*Work instructions*:
Write out the Capitol Connections update on the end of Colorado's 2020 legislative session word for word, in full.

*Text under study*:
= = = =
Capitol Connections – June 19, 2020
Government Affairs Update
And That’s a Wrap, Legislative Session Adjourns Sine Die
The final gavel of the 2020 legislative session came down late in the afternoon on Monday. Looking back to January, many would not have imagined discussions through plexiglass and debates on various legislative proposals carrying on through mid-June.
Although stay-at-home orders and social distancing requirements paused the work of the legislature, the waning days of legislative session seemed to make up for lost time and focused major efforts toward providing relief to the Coloradans hit hardest by Covid-19. Legislators also looked for new revenue sources to direct the state’s dollars toward Covid-19 relief and finance legislative priorities.
Needless to say, there is never a shortage of hard work to go around in this type of environment. Thanks to the strong relationships the Colorado Association of REALTORS® built and our robust advocacy strategies, our Colorado REALTORS® have a seat at the table. We are proud to be the resource for real estate issues for Colorado’s policymakers. Due to the devoted work of our Legislative Policy Committee (LPC), CAR takes proactive stances on issues important to our industry and the rebuilding of our economy.
= = = =
*Records provided*:
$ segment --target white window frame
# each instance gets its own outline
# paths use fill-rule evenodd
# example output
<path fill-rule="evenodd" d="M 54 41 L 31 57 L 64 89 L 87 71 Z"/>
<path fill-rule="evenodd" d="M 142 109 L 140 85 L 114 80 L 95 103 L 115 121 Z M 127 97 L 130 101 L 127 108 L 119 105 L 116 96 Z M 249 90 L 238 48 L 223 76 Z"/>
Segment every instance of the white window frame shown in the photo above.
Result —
= = = =
*Answer section*:
Capitol Connections – June 19, 2020
Government Affairs Update
And That’s a Wrap, Legislative Session Adjourns Sine Die
The final gavel of the 2020 legislative session came down late in the afternoon on Monday. Looking back to January, many would not have imagined discussions through plexiglass and debates on various legislative proposals carrying on through mid-June.
Although stay-at-home orders and social distancing requirements paused the work of the legislature, the waning days of legislative session seemed to make up for lost time and focused major efforts toward providing relief to the Coloradans hit hardest by Covid-19. Legislators also looked for new revenue sources to direct the state’s dollars toward Covid-19 relief and finance legislative priorities.
Needless to say, there is never a shortage of hard work to go around in this type of environment. Thanks to the strong relationships the Colorado Association of REALTORS® built and our robust advocacy strategies, our Colorado REALTORS® have a seat at the table. We are proud to be the resource for real estate issues for Colorado’s policymakers. Due to the devoted work of our Legislative Policy Committee (LPC), CAR takes proactive stances on issues important to our industry and the rebuilding of our economy.